▸ **What is required**
Please copy, character for character, each line from the beginning of the listing to the line containing "Target: paving stone pavement", including both.

# # # # # # #

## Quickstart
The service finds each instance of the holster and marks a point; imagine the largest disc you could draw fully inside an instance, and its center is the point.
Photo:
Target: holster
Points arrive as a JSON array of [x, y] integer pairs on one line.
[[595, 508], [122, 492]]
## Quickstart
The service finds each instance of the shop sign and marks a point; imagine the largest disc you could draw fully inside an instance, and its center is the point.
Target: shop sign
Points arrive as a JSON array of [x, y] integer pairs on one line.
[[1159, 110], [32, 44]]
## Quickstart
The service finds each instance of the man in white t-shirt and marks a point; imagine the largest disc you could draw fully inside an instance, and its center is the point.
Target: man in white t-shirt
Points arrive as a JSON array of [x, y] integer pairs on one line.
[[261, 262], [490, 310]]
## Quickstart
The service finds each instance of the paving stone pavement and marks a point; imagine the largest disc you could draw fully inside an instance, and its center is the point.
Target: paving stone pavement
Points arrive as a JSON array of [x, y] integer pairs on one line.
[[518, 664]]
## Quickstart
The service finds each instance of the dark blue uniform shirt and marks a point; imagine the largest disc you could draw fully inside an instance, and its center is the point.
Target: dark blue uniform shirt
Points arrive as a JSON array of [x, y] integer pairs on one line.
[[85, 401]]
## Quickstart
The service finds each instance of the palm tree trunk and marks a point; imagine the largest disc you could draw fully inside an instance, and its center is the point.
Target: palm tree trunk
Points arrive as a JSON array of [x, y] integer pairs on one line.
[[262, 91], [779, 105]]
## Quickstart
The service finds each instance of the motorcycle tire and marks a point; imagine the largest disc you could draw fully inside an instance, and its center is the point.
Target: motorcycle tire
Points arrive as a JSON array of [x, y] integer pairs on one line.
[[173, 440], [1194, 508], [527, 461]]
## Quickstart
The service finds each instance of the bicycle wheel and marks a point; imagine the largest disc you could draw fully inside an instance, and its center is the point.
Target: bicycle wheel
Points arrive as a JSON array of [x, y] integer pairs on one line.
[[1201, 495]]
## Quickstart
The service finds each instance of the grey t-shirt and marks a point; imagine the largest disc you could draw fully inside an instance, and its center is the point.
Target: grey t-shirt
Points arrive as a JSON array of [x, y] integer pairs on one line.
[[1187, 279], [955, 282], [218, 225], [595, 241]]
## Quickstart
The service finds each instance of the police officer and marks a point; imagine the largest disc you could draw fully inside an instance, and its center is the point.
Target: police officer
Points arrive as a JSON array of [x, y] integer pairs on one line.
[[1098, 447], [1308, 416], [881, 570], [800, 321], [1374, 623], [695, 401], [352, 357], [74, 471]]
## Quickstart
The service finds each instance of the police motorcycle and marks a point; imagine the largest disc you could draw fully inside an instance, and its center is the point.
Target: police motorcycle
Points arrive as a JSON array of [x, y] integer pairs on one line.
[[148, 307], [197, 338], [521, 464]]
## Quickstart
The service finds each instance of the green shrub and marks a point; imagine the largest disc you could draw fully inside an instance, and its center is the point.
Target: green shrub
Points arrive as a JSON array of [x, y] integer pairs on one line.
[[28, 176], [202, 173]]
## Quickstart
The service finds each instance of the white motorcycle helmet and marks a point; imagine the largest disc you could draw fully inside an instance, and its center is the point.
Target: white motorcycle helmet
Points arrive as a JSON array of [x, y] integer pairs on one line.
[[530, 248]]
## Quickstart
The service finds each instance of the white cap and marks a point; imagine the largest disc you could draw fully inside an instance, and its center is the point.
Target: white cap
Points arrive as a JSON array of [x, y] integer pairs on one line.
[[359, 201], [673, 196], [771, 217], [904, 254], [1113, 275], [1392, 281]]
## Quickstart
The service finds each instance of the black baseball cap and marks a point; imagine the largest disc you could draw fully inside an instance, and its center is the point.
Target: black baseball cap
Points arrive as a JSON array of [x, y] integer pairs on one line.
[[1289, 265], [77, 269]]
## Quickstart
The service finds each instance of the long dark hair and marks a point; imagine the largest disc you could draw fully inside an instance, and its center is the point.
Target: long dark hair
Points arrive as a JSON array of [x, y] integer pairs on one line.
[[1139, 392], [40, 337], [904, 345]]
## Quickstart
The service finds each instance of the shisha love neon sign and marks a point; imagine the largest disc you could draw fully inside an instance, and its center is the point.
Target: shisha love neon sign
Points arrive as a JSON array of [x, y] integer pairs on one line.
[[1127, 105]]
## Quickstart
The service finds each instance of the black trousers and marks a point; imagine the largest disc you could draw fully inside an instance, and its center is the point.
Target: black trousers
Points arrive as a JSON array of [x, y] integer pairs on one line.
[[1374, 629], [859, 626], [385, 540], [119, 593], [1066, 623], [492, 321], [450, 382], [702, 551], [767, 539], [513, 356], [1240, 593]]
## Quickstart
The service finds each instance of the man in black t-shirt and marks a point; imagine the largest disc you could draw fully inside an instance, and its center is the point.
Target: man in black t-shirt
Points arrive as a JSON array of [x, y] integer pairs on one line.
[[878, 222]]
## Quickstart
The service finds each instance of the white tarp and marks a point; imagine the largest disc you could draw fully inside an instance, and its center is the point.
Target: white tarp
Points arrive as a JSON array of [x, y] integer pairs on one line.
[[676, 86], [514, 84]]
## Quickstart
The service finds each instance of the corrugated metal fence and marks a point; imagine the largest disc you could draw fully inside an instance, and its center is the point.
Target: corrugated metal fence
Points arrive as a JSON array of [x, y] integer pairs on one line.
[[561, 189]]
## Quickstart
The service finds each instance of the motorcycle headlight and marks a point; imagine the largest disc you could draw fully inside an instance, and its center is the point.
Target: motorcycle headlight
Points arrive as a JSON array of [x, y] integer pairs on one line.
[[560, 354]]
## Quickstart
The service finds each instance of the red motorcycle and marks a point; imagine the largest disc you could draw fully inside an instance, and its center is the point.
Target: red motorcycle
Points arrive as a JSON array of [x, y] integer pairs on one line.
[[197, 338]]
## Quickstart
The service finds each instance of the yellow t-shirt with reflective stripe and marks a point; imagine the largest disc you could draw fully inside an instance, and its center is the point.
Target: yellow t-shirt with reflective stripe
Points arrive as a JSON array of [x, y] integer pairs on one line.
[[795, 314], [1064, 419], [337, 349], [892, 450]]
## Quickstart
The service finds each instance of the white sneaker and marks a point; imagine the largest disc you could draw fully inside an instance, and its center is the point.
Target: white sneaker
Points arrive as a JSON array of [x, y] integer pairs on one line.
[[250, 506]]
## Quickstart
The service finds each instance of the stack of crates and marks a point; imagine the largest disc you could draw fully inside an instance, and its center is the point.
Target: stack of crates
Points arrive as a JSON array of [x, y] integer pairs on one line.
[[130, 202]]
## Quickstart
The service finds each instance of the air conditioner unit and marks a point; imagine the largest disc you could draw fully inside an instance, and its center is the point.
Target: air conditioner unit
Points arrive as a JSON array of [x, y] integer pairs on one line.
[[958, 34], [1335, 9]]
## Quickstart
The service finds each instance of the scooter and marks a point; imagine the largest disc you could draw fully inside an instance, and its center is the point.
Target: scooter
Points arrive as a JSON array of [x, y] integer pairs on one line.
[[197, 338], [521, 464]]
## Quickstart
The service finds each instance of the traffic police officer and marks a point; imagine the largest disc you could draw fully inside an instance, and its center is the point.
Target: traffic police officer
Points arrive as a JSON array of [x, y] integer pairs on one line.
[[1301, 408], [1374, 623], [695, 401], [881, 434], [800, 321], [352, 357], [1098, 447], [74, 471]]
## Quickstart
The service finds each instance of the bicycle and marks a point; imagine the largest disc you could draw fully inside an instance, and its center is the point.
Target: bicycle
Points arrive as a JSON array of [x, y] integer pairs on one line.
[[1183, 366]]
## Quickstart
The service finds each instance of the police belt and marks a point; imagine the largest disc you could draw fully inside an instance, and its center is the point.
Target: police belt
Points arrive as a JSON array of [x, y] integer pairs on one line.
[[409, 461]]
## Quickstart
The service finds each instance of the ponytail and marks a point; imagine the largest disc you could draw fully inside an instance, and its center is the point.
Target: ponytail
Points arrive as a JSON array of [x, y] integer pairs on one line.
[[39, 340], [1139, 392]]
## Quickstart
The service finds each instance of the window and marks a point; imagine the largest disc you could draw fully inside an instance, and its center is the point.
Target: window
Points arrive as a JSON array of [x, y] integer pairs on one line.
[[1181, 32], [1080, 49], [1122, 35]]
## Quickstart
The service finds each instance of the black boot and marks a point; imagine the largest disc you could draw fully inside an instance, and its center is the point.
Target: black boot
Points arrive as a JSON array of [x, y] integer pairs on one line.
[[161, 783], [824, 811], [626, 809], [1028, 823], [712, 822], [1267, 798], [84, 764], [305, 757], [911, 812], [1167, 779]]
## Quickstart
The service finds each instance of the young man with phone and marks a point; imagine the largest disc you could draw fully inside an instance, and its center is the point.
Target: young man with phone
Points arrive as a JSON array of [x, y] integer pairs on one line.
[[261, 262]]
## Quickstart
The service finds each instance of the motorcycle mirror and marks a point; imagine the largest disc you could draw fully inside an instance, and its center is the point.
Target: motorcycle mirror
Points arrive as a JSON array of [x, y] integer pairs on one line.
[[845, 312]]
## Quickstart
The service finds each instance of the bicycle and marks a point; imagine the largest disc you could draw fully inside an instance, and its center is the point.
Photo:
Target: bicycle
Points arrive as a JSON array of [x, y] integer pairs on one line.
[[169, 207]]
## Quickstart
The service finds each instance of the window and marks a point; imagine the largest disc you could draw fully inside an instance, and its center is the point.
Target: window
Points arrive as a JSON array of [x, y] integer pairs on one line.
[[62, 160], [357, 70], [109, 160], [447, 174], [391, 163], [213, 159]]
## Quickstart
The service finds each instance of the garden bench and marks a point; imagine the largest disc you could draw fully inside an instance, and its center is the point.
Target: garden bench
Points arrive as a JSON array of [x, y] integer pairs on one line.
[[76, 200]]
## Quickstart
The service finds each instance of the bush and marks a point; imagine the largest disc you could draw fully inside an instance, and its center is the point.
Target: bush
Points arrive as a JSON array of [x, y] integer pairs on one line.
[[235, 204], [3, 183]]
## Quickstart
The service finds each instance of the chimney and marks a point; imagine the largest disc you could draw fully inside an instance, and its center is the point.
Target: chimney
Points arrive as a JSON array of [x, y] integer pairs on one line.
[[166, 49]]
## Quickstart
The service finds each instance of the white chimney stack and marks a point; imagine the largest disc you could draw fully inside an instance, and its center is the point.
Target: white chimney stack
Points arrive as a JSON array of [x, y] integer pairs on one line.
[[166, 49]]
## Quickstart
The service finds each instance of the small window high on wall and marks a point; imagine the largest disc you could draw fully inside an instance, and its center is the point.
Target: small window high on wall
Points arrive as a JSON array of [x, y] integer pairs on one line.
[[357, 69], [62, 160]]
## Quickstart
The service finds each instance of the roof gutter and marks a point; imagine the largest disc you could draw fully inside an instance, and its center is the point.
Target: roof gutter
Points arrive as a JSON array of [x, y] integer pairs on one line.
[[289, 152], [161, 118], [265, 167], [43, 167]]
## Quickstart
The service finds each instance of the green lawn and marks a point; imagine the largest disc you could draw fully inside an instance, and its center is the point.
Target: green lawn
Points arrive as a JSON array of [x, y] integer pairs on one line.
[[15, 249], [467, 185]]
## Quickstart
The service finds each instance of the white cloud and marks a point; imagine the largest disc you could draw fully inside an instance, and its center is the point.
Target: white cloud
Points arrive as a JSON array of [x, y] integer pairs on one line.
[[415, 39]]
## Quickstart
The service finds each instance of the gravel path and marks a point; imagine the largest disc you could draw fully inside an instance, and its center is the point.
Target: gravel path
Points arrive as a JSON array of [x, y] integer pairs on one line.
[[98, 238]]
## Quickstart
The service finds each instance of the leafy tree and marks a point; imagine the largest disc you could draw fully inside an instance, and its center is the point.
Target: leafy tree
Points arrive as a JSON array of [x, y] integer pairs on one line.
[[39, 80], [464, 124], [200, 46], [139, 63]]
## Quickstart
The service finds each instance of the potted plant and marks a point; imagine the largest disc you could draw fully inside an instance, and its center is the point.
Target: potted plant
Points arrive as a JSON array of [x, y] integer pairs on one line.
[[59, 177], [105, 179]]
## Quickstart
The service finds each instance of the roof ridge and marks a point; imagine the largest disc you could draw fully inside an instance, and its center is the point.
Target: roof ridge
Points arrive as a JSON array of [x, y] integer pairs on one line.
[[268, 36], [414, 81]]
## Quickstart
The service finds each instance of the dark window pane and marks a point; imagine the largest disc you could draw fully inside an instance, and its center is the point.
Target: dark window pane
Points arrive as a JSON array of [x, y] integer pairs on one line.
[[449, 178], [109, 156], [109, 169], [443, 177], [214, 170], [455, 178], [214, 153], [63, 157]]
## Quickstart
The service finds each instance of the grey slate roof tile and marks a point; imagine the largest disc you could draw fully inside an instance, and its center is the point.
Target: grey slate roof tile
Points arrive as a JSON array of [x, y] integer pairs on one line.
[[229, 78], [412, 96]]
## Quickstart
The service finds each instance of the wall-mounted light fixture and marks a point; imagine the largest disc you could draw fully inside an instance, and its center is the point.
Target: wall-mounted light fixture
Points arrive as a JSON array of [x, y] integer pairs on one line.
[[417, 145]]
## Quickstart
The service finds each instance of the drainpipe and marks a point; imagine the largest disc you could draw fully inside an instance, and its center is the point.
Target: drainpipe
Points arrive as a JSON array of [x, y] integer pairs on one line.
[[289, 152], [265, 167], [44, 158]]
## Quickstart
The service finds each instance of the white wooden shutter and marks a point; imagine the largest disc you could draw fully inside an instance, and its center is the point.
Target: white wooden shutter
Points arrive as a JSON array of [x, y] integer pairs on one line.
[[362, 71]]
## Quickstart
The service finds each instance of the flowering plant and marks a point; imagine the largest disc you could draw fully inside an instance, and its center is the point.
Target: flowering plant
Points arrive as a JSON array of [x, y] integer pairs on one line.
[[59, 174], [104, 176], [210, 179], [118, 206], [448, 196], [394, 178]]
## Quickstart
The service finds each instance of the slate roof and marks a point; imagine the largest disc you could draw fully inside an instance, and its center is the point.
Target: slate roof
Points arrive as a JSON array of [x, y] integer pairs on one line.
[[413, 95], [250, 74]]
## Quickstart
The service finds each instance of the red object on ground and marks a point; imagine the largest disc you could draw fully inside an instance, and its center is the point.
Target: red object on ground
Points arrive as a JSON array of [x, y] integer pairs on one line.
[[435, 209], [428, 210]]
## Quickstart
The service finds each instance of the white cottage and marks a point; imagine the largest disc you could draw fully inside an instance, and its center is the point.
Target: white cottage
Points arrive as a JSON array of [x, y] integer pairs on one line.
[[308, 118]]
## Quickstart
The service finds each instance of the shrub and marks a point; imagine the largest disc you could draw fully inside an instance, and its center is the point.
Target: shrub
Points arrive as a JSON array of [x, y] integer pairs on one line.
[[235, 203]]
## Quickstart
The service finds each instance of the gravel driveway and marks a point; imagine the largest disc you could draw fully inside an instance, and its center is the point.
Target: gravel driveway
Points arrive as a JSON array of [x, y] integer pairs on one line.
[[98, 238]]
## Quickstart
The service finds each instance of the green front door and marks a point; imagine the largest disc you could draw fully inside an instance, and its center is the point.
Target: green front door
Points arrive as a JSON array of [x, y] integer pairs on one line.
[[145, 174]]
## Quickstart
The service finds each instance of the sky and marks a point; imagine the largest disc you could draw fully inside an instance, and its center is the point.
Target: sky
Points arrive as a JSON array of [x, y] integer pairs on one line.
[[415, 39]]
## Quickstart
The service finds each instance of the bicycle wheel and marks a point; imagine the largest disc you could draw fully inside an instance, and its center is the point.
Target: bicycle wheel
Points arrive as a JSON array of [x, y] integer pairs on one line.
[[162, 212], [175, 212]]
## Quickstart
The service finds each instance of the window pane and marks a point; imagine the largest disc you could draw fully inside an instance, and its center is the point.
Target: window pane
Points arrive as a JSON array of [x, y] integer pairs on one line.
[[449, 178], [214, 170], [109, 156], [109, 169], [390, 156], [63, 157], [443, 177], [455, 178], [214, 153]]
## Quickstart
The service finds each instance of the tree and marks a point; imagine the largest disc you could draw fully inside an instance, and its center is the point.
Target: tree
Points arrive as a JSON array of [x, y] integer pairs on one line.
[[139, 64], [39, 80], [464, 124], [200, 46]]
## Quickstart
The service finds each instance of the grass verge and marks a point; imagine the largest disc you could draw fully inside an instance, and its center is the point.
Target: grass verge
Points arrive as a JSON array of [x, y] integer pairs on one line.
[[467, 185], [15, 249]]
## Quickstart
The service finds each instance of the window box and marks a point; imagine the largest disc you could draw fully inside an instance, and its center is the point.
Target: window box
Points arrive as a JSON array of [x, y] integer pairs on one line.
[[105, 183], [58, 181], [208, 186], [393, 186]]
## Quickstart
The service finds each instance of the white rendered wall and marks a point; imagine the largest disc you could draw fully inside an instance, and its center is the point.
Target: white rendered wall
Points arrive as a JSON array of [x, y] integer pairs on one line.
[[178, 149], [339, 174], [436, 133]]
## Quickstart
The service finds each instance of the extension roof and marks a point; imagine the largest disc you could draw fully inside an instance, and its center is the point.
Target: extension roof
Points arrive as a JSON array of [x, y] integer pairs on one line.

# # # # # # #

▸ **Solution**
## Quickstart
The service finds each instance of the holster and marks a point; imagine the largest disc you could draw fully inside an instance, and its center is the point.
Photo:
Target: holster
Points arrive as a JSON array of [x, y] integer pairs on one line.
[[595, 508], [122, 492]]
## Quickstart
The service finds each instance of the shop sign and marks a point; imagine the largest disc you could draw fully inside an instance, and its center is the point.
Target: shop sign
Points arrive as a JSON array of [x, y] integer pairs on one line.
[[1159, 110], [32, 44]]
## Quickstart
The service finds each instance of the man in white t-shirt and marks a point; imagine the largest disc you could draw fully inside an instance, and its center is the point.
Target: man in white t-shirt
Points arrive as a JSON array of [x, y] integer pairs on one line.
[[261, 262], [490, 310]]
## Quickstart
The service finds each instance of the paving stone pavement and marks a point; imagine the largest disc you could draw fully inside an instance, and its center is the point.
Target: paving stone pavement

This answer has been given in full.